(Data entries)

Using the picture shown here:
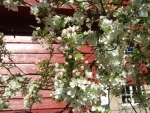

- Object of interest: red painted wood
[6,43,94,54]
[9,97,66,110]
[6,43,55,54]
[0,64,38,75]
[4,35,33,44]
[3,54,64,64]
[3,54,94,64]
[0,108,83,113]
[12,89,53,99]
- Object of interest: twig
[56,103,70,113]
[99,0,107,15]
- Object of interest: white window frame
[121,85,142,106]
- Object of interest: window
[122,86,141,105]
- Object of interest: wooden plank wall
[0,36,94,113]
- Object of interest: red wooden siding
[0,36,94,113]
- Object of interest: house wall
[109,85,150,113]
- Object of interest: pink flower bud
[72,70,76,74]
[57,37,62,41]
[65,62,68,66]
[80,66,84,70]
[85,60,89,64]
[68,29,72,33]
[69,55,72,59]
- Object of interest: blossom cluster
[0,0,150,113]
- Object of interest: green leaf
[29,25,35,29]
[103,110,110,113]
[0,0,3,5]
[76,46,82,50]
[74,53,84,59]
[76,34,83,39]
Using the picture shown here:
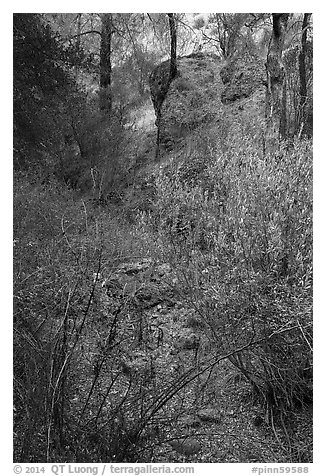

GIVEN EXERCISE: Please put each line of the material above into a Markdown table with the columns Row and Line, numbering the rows in order and skipping blank lines. Leave the pictures out.

SOLUTION FOR THIS EXERCISE:
| Row | Line |
|---|---|
| 1 | Using the picture shown here: |
| 2 | - Object of interest: red painted wood |
| 3 | [6,43,94,54] |
| 4 | [9,97,66,110] |
| 5 | [6,43,55,54] |
| 6 | [0,64,38,75] |
| 7 | [4,35,33,44] |
| 8 | [3,54,64,64] |
| 9 | [3,54,94,64] |
| 10 | [0,108,83,113] |
| 11 | [12,89,53,99] |
| 12 | - Object of interest: twig |
| 13 | [56,103,70,113] |
| 14 | [99,0,107,15] |
| 15 | - Object of interest: white window frame |
| 16 | [121,85,142,106] |
| 17 | - Object of interest: window |
| 18 | [122,86,141,105] |
| 19 | - Object of interest: wooden plank wall |
| 20 | [0,36,94,113] |
| 21 | - Object of interest: red wooden siding |
| 22 | [0,36,94,113] |
| 23 | - Object of interest: house wall |
| 24 | [109,85,150,113] |
| 25 | - Object of interest: pink flower bud |
| 26 | [72,70,76,74] |
| 27 | [57,37,62,41] |
| 28 | [65,62,68,66] |
| 29 | [80,66,84,70] |
| 30 | [85,60,89,64] |
| 31 | [68,29,72,33] |
| 32 | [69,55,72,59] |
| 33 | - Object of interest: blossom cluster |
| 34 | [0,0,150,113] |
| 35 | - Object of interest: green leaf |
| 36 | [29,25,35,29] |
| 37 | [103,110,110,113] |
| 38 | [0,0,3,5] |
| 39 | [76,46,82,50] |
| 40 | [74,53,84,59] |
| 41 | [76,34,83,39] |
| 42 | Using the picture shown here: |